[Data provided]
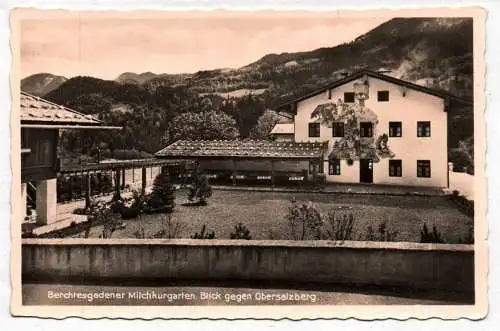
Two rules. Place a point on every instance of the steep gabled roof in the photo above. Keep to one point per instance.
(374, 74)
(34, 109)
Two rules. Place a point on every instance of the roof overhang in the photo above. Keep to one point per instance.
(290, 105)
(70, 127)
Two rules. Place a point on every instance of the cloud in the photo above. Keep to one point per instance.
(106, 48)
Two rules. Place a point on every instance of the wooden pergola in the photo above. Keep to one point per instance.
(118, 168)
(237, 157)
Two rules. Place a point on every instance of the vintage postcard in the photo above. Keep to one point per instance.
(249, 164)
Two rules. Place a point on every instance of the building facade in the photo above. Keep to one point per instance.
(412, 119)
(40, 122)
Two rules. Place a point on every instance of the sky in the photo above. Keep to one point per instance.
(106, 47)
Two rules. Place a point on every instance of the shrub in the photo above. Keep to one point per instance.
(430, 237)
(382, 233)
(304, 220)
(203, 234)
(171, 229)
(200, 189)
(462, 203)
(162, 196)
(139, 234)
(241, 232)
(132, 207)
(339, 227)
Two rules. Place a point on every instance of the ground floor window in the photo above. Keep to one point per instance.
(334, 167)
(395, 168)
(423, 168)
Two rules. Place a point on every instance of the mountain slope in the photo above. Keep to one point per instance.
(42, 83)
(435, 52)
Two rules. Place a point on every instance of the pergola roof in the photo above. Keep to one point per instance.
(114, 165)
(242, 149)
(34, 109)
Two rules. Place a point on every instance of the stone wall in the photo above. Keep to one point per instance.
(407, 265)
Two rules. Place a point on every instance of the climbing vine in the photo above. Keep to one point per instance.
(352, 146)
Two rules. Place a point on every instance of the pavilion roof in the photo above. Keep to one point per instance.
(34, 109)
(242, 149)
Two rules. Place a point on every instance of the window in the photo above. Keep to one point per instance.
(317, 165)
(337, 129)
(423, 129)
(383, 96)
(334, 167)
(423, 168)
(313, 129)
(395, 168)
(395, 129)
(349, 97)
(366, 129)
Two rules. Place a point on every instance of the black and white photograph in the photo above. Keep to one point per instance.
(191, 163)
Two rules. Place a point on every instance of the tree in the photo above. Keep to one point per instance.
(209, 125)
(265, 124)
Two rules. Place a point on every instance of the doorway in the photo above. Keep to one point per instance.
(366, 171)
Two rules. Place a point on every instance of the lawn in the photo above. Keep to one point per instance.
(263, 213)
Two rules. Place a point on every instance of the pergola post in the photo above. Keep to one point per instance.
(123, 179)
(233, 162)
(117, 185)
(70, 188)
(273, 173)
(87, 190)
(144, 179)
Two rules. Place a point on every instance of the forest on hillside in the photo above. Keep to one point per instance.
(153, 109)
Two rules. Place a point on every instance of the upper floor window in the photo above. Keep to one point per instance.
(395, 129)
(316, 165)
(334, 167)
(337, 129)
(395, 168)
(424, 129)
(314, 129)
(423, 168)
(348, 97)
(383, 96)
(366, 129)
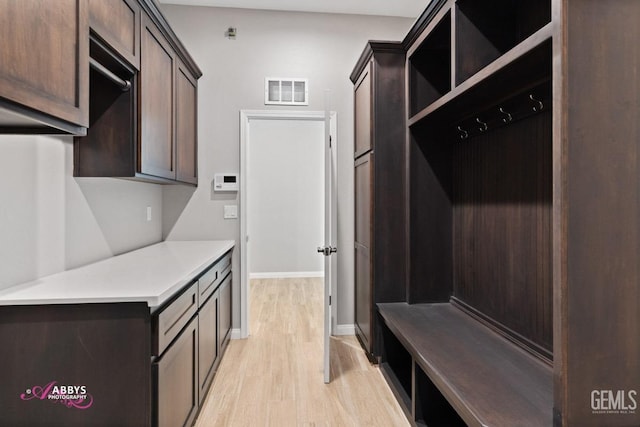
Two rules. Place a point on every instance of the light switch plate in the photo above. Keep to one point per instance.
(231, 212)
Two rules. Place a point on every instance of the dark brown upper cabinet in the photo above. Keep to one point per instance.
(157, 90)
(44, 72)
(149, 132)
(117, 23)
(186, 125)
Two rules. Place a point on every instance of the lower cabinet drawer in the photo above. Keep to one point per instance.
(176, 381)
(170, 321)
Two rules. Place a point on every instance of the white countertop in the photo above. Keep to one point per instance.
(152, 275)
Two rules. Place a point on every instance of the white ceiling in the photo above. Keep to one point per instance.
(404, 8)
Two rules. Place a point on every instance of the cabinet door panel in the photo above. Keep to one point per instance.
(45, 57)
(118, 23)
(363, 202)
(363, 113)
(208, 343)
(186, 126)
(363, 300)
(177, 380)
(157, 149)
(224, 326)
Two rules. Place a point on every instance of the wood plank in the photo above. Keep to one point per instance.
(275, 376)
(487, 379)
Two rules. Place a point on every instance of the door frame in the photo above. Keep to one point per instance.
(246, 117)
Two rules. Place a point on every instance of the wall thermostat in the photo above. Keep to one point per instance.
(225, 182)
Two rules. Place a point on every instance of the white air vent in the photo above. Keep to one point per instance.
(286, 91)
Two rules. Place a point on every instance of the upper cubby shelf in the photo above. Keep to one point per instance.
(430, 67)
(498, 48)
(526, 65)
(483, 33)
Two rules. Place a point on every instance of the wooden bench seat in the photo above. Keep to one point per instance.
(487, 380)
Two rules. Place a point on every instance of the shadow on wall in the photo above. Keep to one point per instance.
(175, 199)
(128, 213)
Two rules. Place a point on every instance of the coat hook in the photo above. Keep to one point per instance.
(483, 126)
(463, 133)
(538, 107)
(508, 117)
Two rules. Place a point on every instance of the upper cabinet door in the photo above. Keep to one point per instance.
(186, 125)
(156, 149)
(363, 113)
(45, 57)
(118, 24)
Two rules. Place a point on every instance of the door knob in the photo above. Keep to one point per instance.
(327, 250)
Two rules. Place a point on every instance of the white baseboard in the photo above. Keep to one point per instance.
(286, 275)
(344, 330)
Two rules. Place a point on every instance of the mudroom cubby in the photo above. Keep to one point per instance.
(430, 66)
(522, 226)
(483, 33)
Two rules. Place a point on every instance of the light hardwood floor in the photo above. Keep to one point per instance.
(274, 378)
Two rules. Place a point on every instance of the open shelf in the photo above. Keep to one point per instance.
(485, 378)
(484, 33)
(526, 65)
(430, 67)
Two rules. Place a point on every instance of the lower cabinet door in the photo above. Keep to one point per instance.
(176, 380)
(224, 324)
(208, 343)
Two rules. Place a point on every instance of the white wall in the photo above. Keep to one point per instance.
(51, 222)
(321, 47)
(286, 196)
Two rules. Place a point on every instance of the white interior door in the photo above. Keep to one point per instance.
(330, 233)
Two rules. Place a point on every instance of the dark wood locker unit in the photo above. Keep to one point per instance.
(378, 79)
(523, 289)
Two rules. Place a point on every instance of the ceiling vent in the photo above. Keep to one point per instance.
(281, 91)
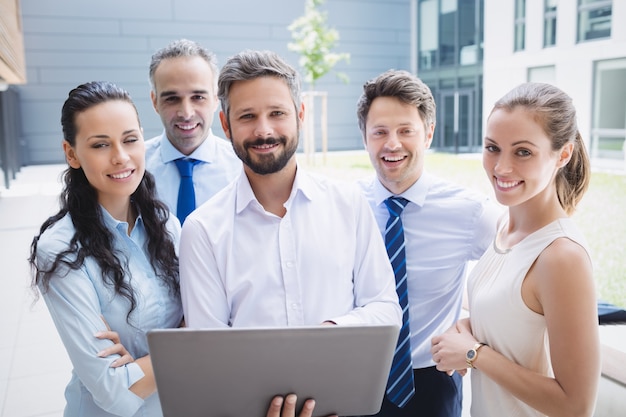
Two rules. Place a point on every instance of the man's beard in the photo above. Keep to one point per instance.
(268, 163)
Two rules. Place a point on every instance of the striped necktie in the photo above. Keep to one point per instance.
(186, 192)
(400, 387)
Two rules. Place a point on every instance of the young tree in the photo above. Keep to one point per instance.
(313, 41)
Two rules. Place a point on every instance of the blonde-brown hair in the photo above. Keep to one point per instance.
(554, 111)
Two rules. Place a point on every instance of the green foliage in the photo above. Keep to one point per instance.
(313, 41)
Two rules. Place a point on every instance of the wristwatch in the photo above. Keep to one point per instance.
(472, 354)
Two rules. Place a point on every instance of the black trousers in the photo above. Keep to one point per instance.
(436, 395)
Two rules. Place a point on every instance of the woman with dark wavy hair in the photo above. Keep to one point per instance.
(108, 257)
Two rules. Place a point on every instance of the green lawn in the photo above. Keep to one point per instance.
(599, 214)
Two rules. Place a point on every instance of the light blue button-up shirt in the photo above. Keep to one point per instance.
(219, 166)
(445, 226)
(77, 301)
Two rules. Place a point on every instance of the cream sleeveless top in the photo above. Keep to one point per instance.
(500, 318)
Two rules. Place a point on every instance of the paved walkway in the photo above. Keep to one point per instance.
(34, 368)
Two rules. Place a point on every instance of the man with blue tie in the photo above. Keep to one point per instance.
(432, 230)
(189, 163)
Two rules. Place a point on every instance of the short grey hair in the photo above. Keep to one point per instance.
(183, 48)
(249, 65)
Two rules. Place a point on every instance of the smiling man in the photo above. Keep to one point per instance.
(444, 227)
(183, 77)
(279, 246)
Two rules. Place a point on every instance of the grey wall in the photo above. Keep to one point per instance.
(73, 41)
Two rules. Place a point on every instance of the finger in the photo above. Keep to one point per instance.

[What to do]
Nothing but the pictures should be left out when the listing is repeated exactly.

[Exercise response]
Two rules. Place a point on every instance of the steep gabled roof in the photo above. Keep to one point per instance.
(374, 74)
(34, 109)
Two rules. Place a point on every instance of the roof overhang in the photo above. Keep to one point per instance.
(290, 105)
(70, 127)
Two rules. Place a point on every instance of the cloud in the photo above. Keep to one point per instance.
(106, 48)
Two rules. Place a point on every instance of the wooden pergola in the photo above. Keep to one point per instance.
(118, 168)
(237, 157)
Two rules. Place a point on every instance of the vintage postcard in the photo above. Keep to one point per instance.
(249, 164)
Two rules. Place a point on every instance of the building facade in the photo above. Keep to one point per instance.
(412, 119)
(40, 122)
Two rules. Place a point on every instance of the sky in the photo above. Keep to one point per instance.
(106, 47)
Two rules. Place a point on every instance of the shrub in the photo above. Keep to one point per instance.
(430, 237)
(382, 233)
(304, 220)
(203, 234)
(171, 229)
(200, 189)
(462, 203)
(162, 196)
(139, 234)
(241, 232)
(132, 207)
(339, 227)
Two rules. Place a point on every instance of the ground floor window in the photo above. Keep to one point per instance.
(334, 167)
(395, 168)
(423, 168)
Two rules. Place a point on every instance of the mountain slope in the photo above. Keep to one point per instance.
(42, 83)
(435, 52)
Two rules. Place a point on every instance of the pergola roof in the photo above. Keep to one point per instance.
(114, 165)
(242, 149)
(34, 109)
Two rules. Place a point on every instance of the stone wall in the photo above. Keep to one point per instance.
(407, 265)
Two rules. Place a point on every instance of the climbing vine in the photo above. Keep to one point per instance.
(352, 146)
Two rules. Place a point on every instance of the pavilion roof in the photo above. Keep to one point per instance.
(34, 109)
(242, 149)
Two rules. Place a point on every instance of the window in the photo above. Keep to one point per instance.
(317, 165)
(337, 129)
(423, 129)
(383, 96)
(334, 167)
(423, 168)
(313, 129)
(395, 168)
(395, 129)
(349, 97)
(366, 129)
Two rules. Place a point on every instance of the black and white photograph in the photo above. Keep to one point per instance.
(191, 163)
Two rules. Place a point on every instance of the tree in the photo above. Keep to one point per instance.
(209, 125)
(265, 124)
Two rules. Place a point on every instance of the doorway in the photo above. Keep to one point per instance.
(366, 171)
Two rules. Place a point on every instance of the lawn in the photo above. Keep to one point per instance.
(263, 213)
Two rules. Place a point on every instance of the pergola post in the photo above. Keep to one point per instance.
(123, 179)
(233, 162)
(117, 185)
(70, 188)
(273, 173)
(87, 190)
(144, 179)
Two rules. Place a point on every instance of the forest on hillside in the photo above. Keep to one point per instance.
(153, 109)
Two rules. Place a point on every instance of the upper floor window in the photo above. Keep to one point per instance.
(395, 129)
(316, 165)
(334, 167)
(337, 129)
(395, 168)
(424, 129)
(314, 129)
(423, 168)
(348, 97)
(383, 96)
(366, 129)
Two rules. Place a point on every instance of the light switch plate in the photo above. Keep to one point per instance.
(231, 212)
Two rules. Place a point on every instance of the dark brown upper cabinet in the photo above. Keep to one point per instance.
(157, 90)
(44, 72)
(149, 132)
(117, 23)
(186, 125)
Two rules. Place a point on every instance of the lower cabinet drawer in the photo above. Keep to one point per instance.
(176, 381)
(170, 321)
Two rules. Place a point on every instance of the white countertop in the photo above. Keep to one point per instance.
(152, 275)
Two rules. Place a point on every instance of the white ceiling in the photo above. Keep to one point per instance.
(404, 8)
Two rules. Place a point on every instance of the cabinet door panel in the photo above. Keep to one point per instance.
(45, 57)
(118, 23)
(363, 202)
(363, 113)
(208, 343)
(186, 126)
(363, 300)
(177, 380)
(157, 149)
(224, 326)
Two rules. Place a point on every instance of the wood plank in the photo above. Keep to one point per instance.
(275, 376)
(487, 379)
Two rules. Place a point on every instance of the door frame in the photo above. Keep to one point per instance.
(246, 117)
Two rules. Place a point on every instance of the wall thermostat in the photo above. Keep to one point per instance.
(225, 182)
Two rules. Place a point on every instance of the white air vent in the photo above. Keep to one point per instance.
(286, 91)
Two rules. Place a point on every instance of the upper cubby shelf in the photo above. Keep to one point per instance.
(430, 67)
(498, 48)
(526, 65)
(483, 33)
Two rules. Place a point on every instance of the wooden bench seat in the photo above. Keep to one point per instance.
(487, 380)
Two rules. Place a point on every instance of the shadow on wall in the photo above. Keep to one point per instance.
(175, 199)
(128, 213)
Two rules. Place a point on every instance of the coat hook in the photo above. Keep to one point per instance.
(483, 126)
(463, 133)
(538, 107)
(508, 117)
Two rules. Place a point on every instance of the upper cabinet door in the photo above. Keep to one point per instance.
(186, 125)
(156, 149)
(363, 113)
(45, 57)
(118, 24)
Two rules. Place a point on every instance of the door knob in the photo above. Keep to one point per instance.
(327, 250)
Two rules. Place a point on every instance of the white baseboard in the photo above. Keep to one point per instance.
(286, 275)
(344, 330)
Two rules. Place a point on every instance of the mudroom cubby in the photo above. Keep to one point per instance.
(430, 66)
(522, 226)
(483, 33)
Two rules. Place a point on every instance of the light hardwood floor in the photo above. Keep to one point per instance.
(274, 378)
Two rules. Place a point on every instance of the open shelf in the photo above. Keep to one point per instance.
(485, 378)
(484, 33)
(526, 65)
(430, 67)
Two rules. Place a point on every instance of the lower cabinet door in the photo above. Keep to one point per instance.
(176, 380)
(224, 324)
(208, 343)
Two rules. Place a point on every instance of the white wall in the photo above. Keep to one point per instance.
(51, 222)
(321, 47)
(286, 196)
Two rules. Place a point on every instance of the white interior door in the photo above. Keep to one point per instance.
(330, 233)
Two rules. Place a point on every instance of the dark wood locker unit in the photo above. Keep to one point per instance.
(378, 79)
(523, 289)
Two rules. Place a point on every instance of the ceiling vent in the photo above. Keep to one point per instance.
(281, 91)
Two rules. Place a point on every instance of the man's beard in the photo above. Keep to one point per instance.
(268, 163)
Two rules. Place a point on every instance of the striped necktie in the photo above. Keep to one point per instance.
(186, 192)
(400, 387)
Two rules. Place a point on every instance of the young tree in the photo above. Keep to one point per instance.
(313, 41)
Two rules. Place a point on every instance of the blonde-brown hair in the photo above. Keep to one point per instance.
(554, 111)
Two rules. Place a point on every instance of the green foliage in the photo above. Keep to one point per instance.
(313, 41)
Two rules. Place a point on every instance of the wristwatch in the photo above. Keep to one point per instance.
(472, 354)
Two rules. Place a point on every instance of the black trousers in the photo above. Keep to one point per instance.
(436, 395)
Two rules. Place a point on every instance of the woman with dark wavy hair in the photo above. Keep to one point per instance.
(108, 257)
Two rules. Place a point on every instance of the green lawn in the photo above. Keep to one point per instance.
(599, 214)
Two rules. Place a point on every instance of the light blue button-up shirt in the photo above. Keep to one point per instance.
(219, 166)
(445, 226)
(77, 301)
Two rules. Place a point on every instance of the cream sleeveless top in the photo above. Keep to one point per instance.
(500, 318)
Two rules. Place a point on every instance of the paved walkway in the photo above. Keep to one point per instance.
(34, 368)
Two rules. Place a point on every instance of the man with blue tie in the photo above. Keep to one point per instance.
(432, 230)
(189, 163)
Two rules. Place a point on every instance of the short grey hair in the photo above. Keep to one point per instance.
(183, 48)
(249, 65)
Two rules. Place a point on every instance of the smiling man in the photo above. Keep to one point per instance.
(444, 227)
(183, 77)
(279, 246)
Two rules. Place a point on every instance of the grey wall in the photo above. Keep to one point per instance.
(73, 41)
Two rules. Place a point on every instance of the finger in the photo above. Keep to one point per instance.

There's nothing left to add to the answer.